> [SUPPLIED MATERIAL]:
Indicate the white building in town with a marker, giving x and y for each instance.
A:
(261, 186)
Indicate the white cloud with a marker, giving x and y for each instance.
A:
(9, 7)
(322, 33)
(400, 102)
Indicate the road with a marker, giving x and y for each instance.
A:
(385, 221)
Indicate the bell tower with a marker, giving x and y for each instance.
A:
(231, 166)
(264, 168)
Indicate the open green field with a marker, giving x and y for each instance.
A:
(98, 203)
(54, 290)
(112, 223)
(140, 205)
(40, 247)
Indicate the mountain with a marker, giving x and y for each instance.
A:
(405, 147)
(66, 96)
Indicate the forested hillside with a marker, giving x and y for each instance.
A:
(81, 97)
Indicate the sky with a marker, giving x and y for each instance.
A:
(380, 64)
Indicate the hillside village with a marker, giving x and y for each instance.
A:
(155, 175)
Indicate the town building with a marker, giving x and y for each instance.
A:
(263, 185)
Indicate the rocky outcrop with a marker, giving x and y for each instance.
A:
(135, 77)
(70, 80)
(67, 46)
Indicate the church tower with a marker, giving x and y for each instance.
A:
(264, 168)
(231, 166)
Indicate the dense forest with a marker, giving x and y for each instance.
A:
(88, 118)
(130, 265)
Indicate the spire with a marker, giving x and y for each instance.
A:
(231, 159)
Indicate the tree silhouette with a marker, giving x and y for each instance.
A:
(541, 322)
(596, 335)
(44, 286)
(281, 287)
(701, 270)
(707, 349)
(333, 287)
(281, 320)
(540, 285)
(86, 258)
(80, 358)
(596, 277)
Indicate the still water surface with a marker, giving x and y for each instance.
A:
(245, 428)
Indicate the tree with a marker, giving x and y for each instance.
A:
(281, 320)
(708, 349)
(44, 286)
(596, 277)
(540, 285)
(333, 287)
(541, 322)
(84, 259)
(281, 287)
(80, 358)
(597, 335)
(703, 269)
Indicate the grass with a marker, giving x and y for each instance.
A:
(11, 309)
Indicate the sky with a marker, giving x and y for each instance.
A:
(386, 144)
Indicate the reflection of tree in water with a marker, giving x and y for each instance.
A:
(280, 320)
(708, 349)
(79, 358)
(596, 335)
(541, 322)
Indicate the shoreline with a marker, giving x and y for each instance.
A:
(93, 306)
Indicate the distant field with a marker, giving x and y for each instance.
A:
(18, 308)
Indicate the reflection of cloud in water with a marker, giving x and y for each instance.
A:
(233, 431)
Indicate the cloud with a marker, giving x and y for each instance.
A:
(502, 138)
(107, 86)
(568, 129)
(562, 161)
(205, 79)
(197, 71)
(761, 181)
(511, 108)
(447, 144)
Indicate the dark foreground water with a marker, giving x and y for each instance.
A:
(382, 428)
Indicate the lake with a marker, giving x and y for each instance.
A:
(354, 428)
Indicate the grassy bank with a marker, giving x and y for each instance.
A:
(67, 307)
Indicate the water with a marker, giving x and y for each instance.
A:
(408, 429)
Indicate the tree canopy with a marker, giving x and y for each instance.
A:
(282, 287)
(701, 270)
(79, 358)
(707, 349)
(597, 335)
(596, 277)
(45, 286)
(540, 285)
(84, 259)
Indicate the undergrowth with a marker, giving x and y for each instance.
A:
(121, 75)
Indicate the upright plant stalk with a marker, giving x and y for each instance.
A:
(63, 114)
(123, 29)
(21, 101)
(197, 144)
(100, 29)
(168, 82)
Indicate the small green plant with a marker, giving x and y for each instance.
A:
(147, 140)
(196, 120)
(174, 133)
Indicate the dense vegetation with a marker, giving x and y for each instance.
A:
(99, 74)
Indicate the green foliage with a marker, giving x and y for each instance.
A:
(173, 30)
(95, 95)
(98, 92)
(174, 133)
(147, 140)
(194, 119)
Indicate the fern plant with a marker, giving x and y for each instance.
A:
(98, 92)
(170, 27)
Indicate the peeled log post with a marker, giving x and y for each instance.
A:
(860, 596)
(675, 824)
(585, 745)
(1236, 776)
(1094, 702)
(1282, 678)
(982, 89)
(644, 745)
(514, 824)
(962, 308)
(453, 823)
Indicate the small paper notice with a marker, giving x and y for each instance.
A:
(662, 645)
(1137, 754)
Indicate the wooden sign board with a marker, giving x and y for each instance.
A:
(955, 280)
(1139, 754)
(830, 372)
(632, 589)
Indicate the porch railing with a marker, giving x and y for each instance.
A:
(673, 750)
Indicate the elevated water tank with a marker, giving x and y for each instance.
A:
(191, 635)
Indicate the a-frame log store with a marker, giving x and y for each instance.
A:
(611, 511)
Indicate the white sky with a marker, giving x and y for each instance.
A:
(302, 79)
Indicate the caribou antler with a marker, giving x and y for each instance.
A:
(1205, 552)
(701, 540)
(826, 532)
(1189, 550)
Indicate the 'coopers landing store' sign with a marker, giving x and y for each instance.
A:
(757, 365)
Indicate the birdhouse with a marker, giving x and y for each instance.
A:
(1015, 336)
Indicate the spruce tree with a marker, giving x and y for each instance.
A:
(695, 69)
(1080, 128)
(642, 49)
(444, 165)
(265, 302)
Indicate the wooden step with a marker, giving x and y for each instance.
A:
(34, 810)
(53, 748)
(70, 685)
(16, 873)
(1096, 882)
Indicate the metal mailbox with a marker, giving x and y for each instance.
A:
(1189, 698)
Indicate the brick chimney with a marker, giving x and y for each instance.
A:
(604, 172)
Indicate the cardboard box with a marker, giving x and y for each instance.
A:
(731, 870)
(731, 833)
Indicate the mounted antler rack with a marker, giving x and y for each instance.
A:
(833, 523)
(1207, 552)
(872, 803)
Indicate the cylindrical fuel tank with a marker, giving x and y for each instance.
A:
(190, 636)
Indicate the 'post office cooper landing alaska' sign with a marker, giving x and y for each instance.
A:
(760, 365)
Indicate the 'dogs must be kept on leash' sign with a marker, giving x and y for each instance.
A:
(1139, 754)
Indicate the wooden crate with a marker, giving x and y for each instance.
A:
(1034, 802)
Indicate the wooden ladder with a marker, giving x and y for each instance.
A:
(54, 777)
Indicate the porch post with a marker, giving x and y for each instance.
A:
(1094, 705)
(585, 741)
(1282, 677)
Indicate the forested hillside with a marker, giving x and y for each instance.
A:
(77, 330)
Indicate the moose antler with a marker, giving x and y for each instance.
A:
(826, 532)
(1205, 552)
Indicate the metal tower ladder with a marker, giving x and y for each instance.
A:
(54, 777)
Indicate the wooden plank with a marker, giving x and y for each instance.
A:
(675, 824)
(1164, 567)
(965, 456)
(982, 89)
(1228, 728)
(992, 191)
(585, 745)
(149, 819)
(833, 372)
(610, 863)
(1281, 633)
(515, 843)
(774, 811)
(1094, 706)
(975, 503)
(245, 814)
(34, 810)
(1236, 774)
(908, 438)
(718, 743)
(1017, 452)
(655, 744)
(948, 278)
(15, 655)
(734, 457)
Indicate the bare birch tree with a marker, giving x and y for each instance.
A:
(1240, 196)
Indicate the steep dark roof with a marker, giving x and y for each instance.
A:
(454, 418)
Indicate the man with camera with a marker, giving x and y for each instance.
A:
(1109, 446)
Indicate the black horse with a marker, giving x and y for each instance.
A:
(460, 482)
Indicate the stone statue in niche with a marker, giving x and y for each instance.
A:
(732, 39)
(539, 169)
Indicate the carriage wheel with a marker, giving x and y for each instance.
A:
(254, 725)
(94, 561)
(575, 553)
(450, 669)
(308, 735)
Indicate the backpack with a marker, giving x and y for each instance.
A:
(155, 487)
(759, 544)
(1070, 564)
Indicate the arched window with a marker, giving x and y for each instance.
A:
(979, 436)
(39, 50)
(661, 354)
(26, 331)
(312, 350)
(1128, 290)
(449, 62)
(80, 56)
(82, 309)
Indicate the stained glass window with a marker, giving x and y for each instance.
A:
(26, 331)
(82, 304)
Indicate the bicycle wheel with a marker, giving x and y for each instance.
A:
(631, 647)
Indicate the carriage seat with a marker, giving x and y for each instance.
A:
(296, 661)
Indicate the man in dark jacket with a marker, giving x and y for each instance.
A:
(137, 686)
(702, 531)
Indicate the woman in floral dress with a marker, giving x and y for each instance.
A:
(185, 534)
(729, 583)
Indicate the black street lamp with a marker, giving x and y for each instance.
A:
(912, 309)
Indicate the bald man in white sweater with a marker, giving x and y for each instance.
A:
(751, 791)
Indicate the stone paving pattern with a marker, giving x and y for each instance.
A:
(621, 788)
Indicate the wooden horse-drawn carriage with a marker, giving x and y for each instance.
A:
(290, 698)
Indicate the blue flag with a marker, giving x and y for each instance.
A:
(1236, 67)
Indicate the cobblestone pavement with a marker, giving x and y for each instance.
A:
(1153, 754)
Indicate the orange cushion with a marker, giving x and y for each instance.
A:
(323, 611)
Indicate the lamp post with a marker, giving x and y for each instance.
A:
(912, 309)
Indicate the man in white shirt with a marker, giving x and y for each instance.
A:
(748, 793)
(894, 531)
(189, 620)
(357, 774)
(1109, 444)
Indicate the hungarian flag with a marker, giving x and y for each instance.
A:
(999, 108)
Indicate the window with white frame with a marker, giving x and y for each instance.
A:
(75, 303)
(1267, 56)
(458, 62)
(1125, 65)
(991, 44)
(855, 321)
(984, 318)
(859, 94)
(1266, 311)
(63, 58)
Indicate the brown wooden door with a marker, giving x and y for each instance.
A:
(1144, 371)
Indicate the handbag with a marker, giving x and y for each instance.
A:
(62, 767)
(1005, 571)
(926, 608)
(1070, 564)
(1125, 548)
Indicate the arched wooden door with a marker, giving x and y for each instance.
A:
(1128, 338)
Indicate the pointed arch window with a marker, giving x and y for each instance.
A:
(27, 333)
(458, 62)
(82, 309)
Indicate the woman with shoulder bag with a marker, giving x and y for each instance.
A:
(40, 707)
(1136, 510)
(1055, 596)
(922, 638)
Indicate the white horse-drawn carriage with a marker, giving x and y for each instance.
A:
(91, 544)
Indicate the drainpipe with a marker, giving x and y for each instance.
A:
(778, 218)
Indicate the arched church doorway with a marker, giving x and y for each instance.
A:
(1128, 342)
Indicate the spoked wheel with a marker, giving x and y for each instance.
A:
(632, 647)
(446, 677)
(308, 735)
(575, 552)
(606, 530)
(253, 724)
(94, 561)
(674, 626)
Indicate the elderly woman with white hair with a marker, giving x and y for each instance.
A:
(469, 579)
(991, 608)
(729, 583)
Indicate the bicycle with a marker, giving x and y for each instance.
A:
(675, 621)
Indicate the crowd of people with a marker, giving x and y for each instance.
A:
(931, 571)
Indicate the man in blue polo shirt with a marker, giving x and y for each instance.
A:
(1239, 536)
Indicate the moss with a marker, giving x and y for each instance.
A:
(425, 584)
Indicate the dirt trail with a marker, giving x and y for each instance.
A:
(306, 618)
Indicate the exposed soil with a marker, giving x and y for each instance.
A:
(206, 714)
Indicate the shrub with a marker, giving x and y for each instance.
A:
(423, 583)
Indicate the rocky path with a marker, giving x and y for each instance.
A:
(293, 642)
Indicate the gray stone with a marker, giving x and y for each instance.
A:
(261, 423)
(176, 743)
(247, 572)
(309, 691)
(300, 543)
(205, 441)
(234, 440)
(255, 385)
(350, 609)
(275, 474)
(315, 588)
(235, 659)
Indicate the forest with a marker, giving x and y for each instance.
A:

> [DIRECTIVE]: From the line that contains "Indicate the exposed" to the last line of the material above, repeat every line exactly, keeping both the first and the last.

> [CORRECT ANSWER]:
Indicate the exposed soil with a marker, giving x and y for each instance.
A:
(206, 714)
Indicate the shrub with a marker, giving x and y for each instance.
A:
(423, 583)
Indicate the rocky path with a marker, giving x and y for each instance.
A:
(293, 642)
Indicate the gray stone with a marker, giving x and y for each instance.
A:
(261, 423)
(176, 743)
(247, 572)
(309, 691)
(300, 543)
(205, 441)
(234, 440)
(255, 385)
(350, 609)
(275, 474)
(315, 588)
(235, 659)
Indicate the forest with a marker, giving x and y for each instance.
A:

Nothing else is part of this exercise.